YOUR OBJECTIVE: Return exactly the lines of the records below, starting at the line that contains "Drop a point on every instance of the sky, written" and ending at the line that contains "Drop a point on every instance of the tree, written", with both of those lines kept.

Natural language region descriptions:
· · · ·

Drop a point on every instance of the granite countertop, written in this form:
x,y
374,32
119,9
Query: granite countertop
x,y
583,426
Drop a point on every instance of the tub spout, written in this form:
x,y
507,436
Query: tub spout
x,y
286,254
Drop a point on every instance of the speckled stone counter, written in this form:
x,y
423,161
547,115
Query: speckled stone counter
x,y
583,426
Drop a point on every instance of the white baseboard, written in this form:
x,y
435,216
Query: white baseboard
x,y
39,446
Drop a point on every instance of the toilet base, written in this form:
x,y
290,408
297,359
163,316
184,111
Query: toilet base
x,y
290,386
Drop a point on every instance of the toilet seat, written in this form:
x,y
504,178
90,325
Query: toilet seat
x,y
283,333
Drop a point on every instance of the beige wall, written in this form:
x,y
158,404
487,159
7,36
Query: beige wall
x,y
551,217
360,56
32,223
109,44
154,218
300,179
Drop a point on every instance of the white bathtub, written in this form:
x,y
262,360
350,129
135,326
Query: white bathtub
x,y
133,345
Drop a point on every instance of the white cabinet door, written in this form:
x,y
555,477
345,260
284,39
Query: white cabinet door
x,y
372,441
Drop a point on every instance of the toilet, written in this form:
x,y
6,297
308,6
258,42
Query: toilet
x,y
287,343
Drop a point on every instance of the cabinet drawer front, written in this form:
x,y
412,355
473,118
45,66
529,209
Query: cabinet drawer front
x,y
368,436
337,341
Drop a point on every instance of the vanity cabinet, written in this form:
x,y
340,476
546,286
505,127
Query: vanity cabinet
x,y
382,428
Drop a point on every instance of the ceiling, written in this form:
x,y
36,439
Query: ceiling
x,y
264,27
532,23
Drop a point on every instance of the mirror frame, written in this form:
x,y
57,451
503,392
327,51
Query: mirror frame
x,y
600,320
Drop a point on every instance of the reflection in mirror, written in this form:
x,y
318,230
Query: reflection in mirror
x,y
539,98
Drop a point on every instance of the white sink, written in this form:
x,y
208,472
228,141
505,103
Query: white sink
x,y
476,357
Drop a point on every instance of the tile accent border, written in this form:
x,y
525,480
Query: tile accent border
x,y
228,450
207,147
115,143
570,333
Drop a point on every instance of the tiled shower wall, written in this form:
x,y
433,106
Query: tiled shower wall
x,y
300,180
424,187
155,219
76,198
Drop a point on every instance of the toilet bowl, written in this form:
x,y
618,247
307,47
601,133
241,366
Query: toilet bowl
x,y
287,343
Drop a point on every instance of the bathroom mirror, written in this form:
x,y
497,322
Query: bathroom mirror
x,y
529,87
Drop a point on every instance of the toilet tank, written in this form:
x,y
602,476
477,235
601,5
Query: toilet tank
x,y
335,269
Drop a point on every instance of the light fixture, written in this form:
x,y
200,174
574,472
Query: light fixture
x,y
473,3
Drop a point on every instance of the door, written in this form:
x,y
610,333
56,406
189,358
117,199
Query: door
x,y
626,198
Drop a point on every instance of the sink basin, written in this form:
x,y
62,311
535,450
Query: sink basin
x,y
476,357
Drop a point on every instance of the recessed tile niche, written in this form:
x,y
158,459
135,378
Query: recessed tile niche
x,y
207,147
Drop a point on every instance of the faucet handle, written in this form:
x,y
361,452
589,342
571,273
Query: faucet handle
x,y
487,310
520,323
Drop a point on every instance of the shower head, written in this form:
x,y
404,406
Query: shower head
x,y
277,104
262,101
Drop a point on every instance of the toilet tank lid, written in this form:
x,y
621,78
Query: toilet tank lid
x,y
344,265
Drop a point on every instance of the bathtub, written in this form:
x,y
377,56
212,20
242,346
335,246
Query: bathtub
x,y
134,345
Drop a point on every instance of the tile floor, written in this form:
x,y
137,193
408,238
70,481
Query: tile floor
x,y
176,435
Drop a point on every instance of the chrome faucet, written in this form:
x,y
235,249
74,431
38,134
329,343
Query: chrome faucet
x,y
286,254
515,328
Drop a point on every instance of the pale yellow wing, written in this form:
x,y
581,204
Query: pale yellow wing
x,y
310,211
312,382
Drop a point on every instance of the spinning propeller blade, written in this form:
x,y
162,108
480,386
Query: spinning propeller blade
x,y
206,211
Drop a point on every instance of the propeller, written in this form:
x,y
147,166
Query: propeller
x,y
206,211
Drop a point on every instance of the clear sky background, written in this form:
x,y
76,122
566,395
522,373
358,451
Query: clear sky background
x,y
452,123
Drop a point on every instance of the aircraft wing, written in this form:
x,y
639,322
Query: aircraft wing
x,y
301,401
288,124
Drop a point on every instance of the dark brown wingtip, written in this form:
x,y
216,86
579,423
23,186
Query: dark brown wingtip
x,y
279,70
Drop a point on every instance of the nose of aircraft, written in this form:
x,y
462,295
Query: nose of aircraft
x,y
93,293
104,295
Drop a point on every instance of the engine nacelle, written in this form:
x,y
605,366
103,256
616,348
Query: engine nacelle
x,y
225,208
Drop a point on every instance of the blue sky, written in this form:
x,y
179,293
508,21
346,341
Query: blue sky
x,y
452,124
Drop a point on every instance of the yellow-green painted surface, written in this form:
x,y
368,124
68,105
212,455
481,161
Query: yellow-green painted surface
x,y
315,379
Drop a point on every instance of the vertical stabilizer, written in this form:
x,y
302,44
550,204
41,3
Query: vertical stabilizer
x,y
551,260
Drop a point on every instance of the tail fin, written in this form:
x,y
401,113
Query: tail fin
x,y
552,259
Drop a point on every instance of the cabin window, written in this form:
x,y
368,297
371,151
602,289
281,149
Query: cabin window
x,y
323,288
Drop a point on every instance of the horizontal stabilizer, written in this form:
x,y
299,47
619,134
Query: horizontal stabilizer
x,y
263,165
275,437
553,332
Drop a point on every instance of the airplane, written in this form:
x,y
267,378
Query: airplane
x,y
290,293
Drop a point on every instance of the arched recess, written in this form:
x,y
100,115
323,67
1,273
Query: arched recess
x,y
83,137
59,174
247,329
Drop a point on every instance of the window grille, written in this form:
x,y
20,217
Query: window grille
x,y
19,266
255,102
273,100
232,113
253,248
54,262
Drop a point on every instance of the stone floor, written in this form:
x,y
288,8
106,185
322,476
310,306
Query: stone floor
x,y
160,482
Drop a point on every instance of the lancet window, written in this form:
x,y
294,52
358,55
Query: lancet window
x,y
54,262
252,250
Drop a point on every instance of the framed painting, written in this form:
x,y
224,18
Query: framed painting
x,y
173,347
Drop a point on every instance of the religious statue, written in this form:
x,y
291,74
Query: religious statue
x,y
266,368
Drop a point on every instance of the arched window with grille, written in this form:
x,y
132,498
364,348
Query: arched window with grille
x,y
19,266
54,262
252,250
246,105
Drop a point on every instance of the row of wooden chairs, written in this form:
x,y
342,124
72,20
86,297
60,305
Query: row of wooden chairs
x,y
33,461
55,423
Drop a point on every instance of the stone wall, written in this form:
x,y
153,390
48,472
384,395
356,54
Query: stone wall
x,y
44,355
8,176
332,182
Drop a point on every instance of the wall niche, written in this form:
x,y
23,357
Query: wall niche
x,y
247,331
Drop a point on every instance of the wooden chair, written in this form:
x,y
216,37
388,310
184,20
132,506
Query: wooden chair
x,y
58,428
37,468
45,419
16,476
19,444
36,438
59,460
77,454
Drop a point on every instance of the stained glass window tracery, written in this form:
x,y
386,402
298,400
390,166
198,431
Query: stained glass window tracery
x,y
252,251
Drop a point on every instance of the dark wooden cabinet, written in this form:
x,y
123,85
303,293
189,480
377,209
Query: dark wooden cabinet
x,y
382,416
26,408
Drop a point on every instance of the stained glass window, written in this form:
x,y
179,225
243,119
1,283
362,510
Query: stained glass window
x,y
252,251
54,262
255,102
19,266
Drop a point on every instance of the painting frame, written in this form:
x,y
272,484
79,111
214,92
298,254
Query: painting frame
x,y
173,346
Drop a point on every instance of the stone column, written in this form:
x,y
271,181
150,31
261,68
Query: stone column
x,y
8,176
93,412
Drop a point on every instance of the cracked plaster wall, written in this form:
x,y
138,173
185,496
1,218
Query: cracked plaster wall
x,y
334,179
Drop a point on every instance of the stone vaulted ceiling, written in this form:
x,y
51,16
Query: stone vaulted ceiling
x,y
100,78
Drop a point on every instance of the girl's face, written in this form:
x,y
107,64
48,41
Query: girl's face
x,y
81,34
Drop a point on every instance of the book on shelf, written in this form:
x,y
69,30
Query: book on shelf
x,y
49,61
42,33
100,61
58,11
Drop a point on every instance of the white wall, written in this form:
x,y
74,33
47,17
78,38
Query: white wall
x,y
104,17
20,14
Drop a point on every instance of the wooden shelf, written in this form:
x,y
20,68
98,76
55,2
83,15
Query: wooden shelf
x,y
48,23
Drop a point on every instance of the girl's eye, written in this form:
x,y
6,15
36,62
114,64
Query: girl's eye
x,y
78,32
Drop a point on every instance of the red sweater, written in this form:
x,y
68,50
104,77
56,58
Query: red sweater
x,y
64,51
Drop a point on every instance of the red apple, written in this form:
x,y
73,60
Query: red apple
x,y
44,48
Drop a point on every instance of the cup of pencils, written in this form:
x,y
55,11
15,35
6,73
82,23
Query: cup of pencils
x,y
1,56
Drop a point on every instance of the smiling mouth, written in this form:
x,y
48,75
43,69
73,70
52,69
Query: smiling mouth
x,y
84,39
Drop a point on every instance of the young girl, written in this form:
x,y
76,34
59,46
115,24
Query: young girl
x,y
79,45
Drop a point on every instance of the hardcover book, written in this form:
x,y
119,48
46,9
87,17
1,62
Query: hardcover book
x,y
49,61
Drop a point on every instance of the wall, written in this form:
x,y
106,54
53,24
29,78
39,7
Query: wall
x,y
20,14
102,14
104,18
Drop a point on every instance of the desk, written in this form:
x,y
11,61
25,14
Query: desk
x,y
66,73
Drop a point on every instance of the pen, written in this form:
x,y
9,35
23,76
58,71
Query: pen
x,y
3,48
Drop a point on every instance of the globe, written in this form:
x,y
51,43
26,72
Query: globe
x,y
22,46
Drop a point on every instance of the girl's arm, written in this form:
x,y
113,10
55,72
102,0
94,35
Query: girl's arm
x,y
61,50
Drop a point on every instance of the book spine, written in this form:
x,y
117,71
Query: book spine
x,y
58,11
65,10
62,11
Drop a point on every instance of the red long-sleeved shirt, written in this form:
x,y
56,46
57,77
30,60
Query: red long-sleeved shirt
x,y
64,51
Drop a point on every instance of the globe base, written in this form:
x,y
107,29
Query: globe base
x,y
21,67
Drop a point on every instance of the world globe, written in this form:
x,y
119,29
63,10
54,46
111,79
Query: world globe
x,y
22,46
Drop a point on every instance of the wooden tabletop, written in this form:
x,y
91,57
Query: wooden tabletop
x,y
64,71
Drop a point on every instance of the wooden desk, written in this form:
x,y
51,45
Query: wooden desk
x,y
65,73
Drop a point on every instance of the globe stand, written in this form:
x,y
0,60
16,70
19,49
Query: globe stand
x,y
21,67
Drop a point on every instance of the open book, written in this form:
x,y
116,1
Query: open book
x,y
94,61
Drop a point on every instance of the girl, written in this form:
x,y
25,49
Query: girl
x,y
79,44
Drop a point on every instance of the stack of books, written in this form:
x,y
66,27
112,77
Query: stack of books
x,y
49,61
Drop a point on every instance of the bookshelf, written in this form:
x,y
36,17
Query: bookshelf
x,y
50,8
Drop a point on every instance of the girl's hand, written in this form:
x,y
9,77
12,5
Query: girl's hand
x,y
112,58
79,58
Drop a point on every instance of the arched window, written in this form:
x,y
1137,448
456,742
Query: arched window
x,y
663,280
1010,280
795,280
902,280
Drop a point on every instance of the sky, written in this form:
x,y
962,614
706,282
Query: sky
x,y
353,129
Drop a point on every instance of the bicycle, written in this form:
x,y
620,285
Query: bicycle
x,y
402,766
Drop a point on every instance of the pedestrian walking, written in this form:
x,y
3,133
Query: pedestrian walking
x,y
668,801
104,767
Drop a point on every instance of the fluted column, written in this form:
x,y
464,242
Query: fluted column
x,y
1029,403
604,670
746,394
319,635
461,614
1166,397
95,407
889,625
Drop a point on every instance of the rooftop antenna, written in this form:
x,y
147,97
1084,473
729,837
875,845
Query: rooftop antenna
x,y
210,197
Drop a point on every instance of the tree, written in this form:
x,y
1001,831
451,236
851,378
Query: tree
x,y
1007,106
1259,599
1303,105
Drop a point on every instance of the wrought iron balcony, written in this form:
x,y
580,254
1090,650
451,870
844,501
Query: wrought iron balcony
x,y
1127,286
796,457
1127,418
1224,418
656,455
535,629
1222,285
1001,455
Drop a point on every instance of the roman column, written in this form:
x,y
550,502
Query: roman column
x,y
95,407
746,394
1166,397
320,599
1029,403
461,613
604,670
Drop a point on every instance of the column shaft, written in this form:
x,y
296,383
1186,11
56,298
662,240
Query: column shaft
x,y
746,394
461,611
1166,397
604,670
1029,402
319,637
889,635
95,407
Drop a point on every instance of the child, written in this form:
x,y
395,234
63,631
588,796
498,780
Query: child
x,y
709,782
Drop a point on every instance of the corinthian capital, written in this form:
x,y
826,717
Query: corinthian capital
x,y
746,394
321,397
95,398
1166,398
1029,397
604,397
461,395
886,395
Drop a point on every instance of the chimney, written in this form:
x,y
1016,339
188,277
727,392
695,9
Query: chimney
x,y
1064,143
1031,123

· · · ·

COMPLETED EXERCISE:
Drop a point on every instance of the sky, written in this form:
x,y
962,614
706,282
Query: sky
x,y
353,129
Drop a point on every instance of the bicycle, written in this form:
x,y
620,285
Query: bicycle
x,y
402,766
Drop a point on every instance of the pedestrian walking, written in this form:
x,y
3,133
Query: pedestrian walking
x,y
668,801
104,767
Drop a point on every instance of the fluted column, written in this form:
x,y
464,242
Query: fluted column
x,y
1029,403
604,670
746,394
319,635
461,614
1166,397
95,407
889,625
Drop a point on every instance of the rooftop antenna, written in this form:
x,y
147,97
1084,473
729,837
875,845
Query: rooftop antenna
x,y
210,197
Drop a point on every instance of the tree, written in this form:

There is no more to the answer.